Pointing dataset records

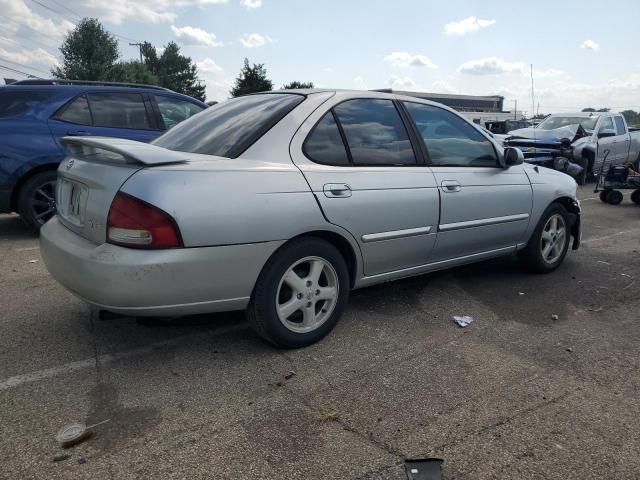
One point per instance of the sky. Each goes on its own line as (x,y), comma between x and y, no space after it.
(583,53)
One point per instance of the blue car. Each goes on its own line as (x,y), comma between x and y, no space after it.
(36,114)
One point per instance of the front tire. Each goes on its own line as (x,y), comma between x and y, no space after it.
(37,199)
(549,243)
(300,293)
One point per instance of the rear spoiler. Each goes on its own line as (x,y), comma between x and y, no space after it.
(130,150)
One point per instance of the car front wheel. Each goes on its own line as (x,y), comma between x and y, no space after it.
(300,294)
(550,241)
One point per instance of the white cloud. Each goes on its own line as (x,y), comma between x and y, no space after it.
(467,25)
(254,40)
(195,36)
(208,65)
(359,83)
(38,56)
(590,45)
(402,83)
(251,4)
(406,59)
(491,66)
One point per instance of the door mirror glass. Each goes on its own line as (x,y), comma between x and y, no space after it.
(513,156)
(604,133)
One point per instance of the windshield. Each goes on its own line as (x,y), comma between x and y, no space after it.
(552,122)
(229,128)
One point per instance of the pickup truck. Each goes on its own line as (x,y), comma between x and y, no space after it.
(578,139)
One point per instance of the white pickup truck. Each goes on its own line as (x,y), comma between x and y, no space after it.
(582,138)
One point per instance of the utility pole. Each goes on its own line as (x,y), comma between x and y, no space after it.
(139,45)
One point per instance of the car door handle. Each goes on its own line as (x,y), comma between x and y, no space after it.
(79,133)
(451,186)
(337,190)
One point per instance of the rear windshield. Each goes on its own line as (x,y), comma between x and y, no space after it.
(229,128)
(16,102)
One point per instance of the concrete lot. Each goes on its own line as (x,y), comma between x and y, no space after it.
(515,395)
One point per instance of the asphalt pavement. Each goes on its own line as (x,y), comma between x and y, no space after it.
(544,383)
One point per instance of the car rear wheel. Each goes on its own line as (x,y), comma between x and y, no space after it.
(300,294)
(37,199)
(549,243)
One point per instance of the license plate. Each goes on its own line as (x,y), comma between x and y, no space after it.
(72,198)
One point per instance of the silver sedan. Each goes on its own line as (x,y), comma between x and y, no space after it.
(281,203)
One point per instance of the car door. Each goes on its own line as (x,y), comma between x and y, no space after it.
(361,165)
(106,114)
(484,208)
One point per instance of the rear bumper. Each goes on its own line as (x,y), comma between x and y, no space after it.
(153,282)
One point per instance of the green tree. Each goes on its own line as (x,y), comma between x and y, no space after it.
(88,52)
(131,72)
(251,80)
(173,70)
(297,85)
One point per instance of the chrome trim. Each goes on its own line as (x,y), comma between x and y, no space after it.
(447,227)
(409,232)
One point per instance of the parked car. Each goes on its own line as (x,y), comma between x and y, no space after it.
(283,202)
(582,138)
(36,114)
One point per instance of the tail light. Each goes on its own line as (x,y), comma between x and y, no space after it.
(136,224)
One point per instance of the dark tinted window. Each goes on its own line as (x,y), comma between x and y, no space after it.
(450,140)
(174,110)
(15,102)
(229,128)
(77,112)
(324,143)
(119,110)
(620,125)
(375,133)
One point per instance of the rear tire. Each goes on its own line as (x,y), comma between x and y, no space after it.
(614,197)
(300,293)
(37,199)
(549,243)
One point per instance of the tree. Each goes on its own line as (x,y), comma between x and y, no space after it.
(88,52)
(296,84)
(131,72)
(251,80)
(173,70)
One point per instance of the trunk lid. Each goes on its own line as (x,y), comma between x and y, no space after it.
(92,174)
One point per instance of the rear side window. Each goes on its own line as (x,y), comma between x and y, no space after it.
(450,140)
(620,125)
(229,128)
(375,133)
(76,112)
(324,144)
(174,110)
(119,110)
(16,102)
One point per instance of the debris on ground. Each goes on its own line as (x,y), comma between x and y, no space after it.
(462,320)
(330,416)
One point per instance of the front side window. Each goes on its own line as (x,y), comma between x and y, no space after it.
(450,140)
(76,112)
(375,133)
(229,128)
(324,143)
(119,110)
(174,110)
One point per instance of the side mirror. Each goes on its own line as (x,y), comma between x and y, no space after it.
(512,156)
(606,133)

--- DIRECTION ---
Leave out the pictures and repeat everything else in the records exactly.

--- ANSWER TO THIS EXERCISE ---
One point per instance of the sky. Each goes on its own line as (x,y), comma between x and y, no space after it.
(583,53)
One point per instance of the blue car. Each goes on its own line as (x,y), comma between x and y, no space after it.
(36,114)
One point per instance of the front tire. Each goes on its own line as (x,y), comma between x and y, no space after it.
(37,199)
(549,243)
(300,293)
One point per instance of the rear spoiler. Each goes on its own line as (x,y), comma between x and y, no space after it.
(130,150)
One point per instance of the car front wheel. Each goes on its own line as (x,y), comma between x and y, no space after it.
(300,294)
(550,241)
One point per instance of the white cloud. Each goes on its own line as (x,y), comma between x and y, no space after it.
(467,25)
(254,40)
(195,36)
(208,65)
(359,83)
(38,56)
(590,45)
(402,83)
(251,4)
(406,59)
(491,66)
One point per instance of the door mirror glass. Each goes on its own line as (x,y), comma between x and y, no space after it.
(513,156)
(604,133)
One point per instance of the windshield. Each goes on its own line as (x,y), comma between x and y, no space after it.
(552,122)
(229,128)
One point per instance of the pickup truck. Each goes on its own line as (x,y), comma between x and y, no space after it.
(578,139)
One point per instance of the white pickup truck. Each goes on its own line as (x,y), comma between x and y, no space after it.
(582,138)
One point per instance of the utility pole. Each goes on its own line as (x,y), comma between x and y, no space after it.
(139,45)
One point per instance of the car door handle. Each goes on its own line as (x,y), comma between x and y, no space after it.
(79,133)
(451,186)
(337,190)
One point per instance of the rear windshield. Each goes on its own line as (x,y), comma between x and y, no space after it.
(229,128)
(16,102)
One point per instance of the concrete lot. Each goes on its own line as (x,y), comma between x and y, no space after it.
(515,395)
One point per instance of the asphalt pavement. Each goes on its own line as (x,y), comma between x and y, no space after it.
(544,383)
One point per instance of the car rear wheel. Each goes on its own line as (x,y), comma between x and y, no space after it.
(300,294)
(37,199)
(549,243)
One point per instance of the license plate. Each goes on its own line as (x,y), comma between x and y, no space after it.
(72,198)
One point per instance of the silver sedan. Each goes on its own line as (x,y), comma between x and y, no space after it.
(281,203)
One point per instance of the car door. Each goes on its own line as (x,y), comma between x and y, no space after it.
(361,165)
(106,114)
(484,208)
One point per instance of the rear bumper. Each goes on its own line as (x,y), comma between x and y, no space after it.
(153,282)
One point per instance of the green tree. Each goes on its own line as (x,y), comma between x and y, no space after it.
(88,52)
(131,72)
(251,80)
(173,70)
(297,85)
One point per instance of the chrome trim. Each goes on its own line as (x,y), comma between x and y, no space after it.
(447,227)
(409,232)
One point per instance of the parked car. Each goes on its own line as (x,y), comma between x and y, no space after it.
(283,202)
(582,138)
(36,114)
One point per instance of the tail light. Each goes on its own line as (x,y), comma between x and y, no space after it.
(136,224)
One point per instance of the dark tinted window. Each goes on its own line as (x,y), comma between x and y, no space after it.
(450,140)
(174,110)
(15,102)
(229,128)
(77,112)
(324,143)
(119,110)
(620,125)
(375,133)
One point per instance of the rear tire. Each goes on its own line as (x,y), comma between x and y, no space after it.
(614,197)
(300,293)
(37,199)
(549,243)
One point per instance of the tree. Each goes on its own line as (x,y), comma between x and y, no space after it.
(88,52)
(296,84)
(131,72)
(251,80)
(173,70)
One point per instance of the trunk lid. Each goes on its own line as (x,y), comma between x and y, no space after it.
(92,174)
One point per instance of the rear side window. Each goes on its own line as (x,y), comma between x and y, no space after it.
(450,140)
(620,125)
(229,128)
(375,133)
(76,112)
(324,144)
(174,110)
(119,110)
(16,102)
One point per instance of the debris on ground. Each goes on its own line as (x,y), comma between x and y, no space after it.
(462,320)
(330,416)
One point per instance of the front side window. Each goes on its own line as (x,y), comma between x and y, no space after it.
(450,140)
(76,112)
(375,133)
(229,128)
(324,143)
(119,110)
(174,110)
One point per instance of the side mirror. Each goes on its own line as (x,y), comma between x and y, no space after it.
(512,156)
(606,133)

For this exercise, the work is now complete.